- **EXTRACT**:
Disease relapses are common for patients with antineutrophil cytoplasmic antibody–associated vasculitis (AAV). The role of low-dose glucocorticoids (GC) in relapse prevention is controversial. We undertook a systematic review and meta-analysis to determine if GC target doses influence relapses of AAV.

Methods

Medline, EMBase, and Cochrane databases were searched for observational studies and randomized controlled trials of treatment of AAV that included a predefined GC treatment plan. The association of GC target dose with the proportion of relapses in studies was assessed using meta-regression and multilevel generalized linear modeling.

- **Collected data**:
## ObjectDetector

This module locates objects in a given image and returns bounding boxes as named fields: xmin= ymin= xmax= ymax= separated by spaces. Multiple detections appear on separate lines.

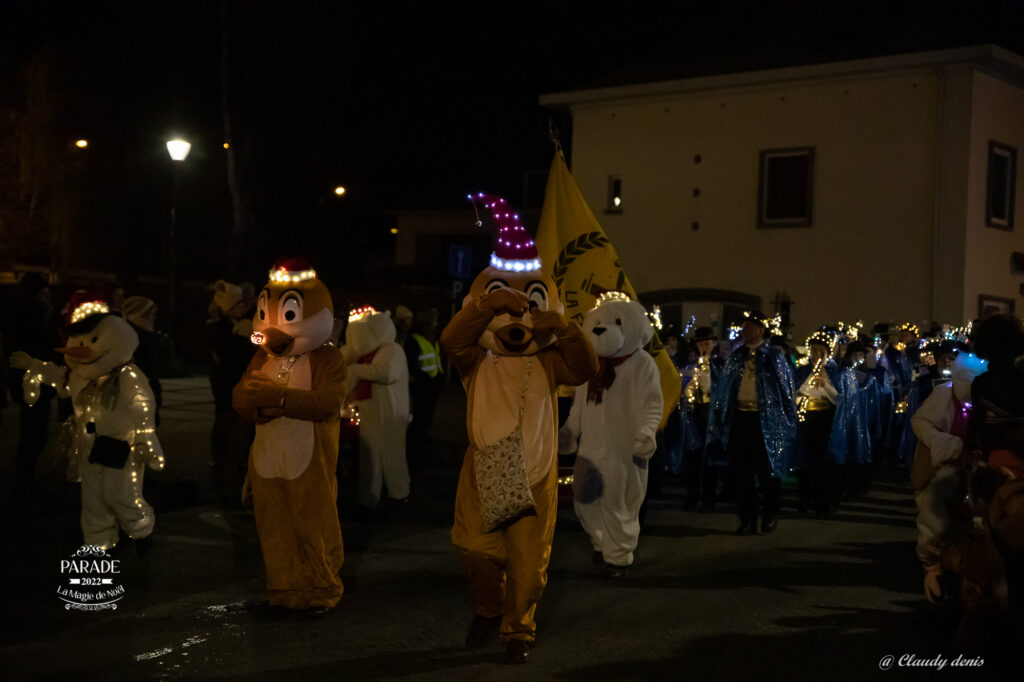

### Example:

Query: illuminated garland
xmin=71 ymin=301 xmax=111 ymax=325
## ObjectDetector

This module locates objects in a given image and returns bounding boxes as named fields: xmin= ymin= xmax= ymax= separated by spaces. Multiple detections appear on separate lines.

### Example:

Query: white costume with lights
xmin=559 ymin=298 xmax=663 ymax=567
xmin=341 ymin=309 xmax=409 ymax=509
xmin=12 ymin=303 xmax=164 ymax=548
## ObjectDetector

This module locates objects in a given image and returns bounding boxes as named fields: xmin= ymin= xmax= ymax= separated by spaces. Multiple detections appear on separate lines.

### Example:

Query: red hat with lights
xmin=469 ymin=193 xmax=541 ymax=272
xmin=63 ymin=289 xmax=111 ymax=334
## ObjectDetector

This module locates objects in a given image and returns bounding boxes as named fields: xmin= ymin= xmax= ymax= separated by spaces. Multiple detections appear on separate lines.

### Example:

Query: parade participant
xmin=707 ymin=312 xmax=797 ymax=536
xmin=681 ymin=327 xmax=725 ymax=512
xmin=11 ymin=291 xmax=164 ymax=554
xmin=910 ymin=346 xmax=986 ymax=601
xmin=341 ymin=306 xmax=409 ymax=512
xmin=441 ymin=197 xmax=597 ymax=663
xmin=559 ymin=292 xmax=663 ymax=578
xmin=794 ymin=331 xmax=849 ymax=518
xmin=406 ymin=308 xmax=444 ymax=465
xmin=232 ymin=260 xmax=345 ymax=613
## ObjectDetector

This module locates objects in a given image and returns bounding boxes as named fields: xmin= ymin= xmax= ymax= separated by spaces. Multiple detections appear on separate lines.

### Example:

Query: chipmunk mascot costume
xmin=10 ymin=291 xmax=164 ymax=554
xmin=441 ymin=195 xmax=597 ymax=663
xmin=561 ymin=291 xmax=664 ymax=578
xmin=232 ymin=261 xmax=345 ymax=612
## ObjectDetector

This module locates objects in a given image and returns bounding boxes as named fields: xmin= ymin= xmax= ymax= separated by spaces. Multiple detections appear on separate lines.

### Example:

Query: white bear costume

- **TASK 1**: In the vasculitis abstract, retype the passage from "Disease relapses are" up to and including "generalized linear modeling.".
- **TASK 2**: According to the vasculitis abstract, which databases were searched?
- **TASK 3**: Continue the vasculitis abstract, starting after its final sentence.

- **TASK RESPONSE 1**:
Disease relapses are common for patients with antineutrophil cytoplasmic antibody–associated vasculitis (AAV). The role of low-dose glucocorticoids (GC) in relapse prevention is controversial. We undertook a systematic review and meta-analysis to determine if GC target doses influence relapses of AAV.

Methods

Medline, EMBase, and Cochrane databases were searched for observational studies and randomized controlled trials of treatment of AAV that included a predefined GC treatment plan. The association of GC target dose with the proportion of relapses in studies was assessed using meta-regression and multilevel generalized linear modeling.

- **TASK RESPONSE 2**: Medline, EMBase, and Cochrane.

- **TASK RESPONSE 3**:
Results

Thirteen studies (983 patients) were identified for inclusion. There were no studies directly comparing GC regimens. We classified 288 patients as having a nonzero GC target dose by study end and 695 patients as having a zero GC target dose by study end. The pooled proportion of patients with a relapse was 36% (95% confidence interval [95% CI] 25–47%). GC regimen was the most significant variable explaining the variability between the proportions of patients with relapses. The proportion of patients with a relapse was 14% (95% CI 10–19%) in nonzero GC target dose studies and 43% (95% CI 33–52%) in zero GC target dose studies. Differences other than GC regimens exist between studies that complicate the comparability of trials and isolation of the variability in relapses due to GC target alone.

Conclusion

Studies with longer courses of GC in AAV are associated with fewer relapses. These results have implications for study design and outcome assessment in clinical trials of AAV.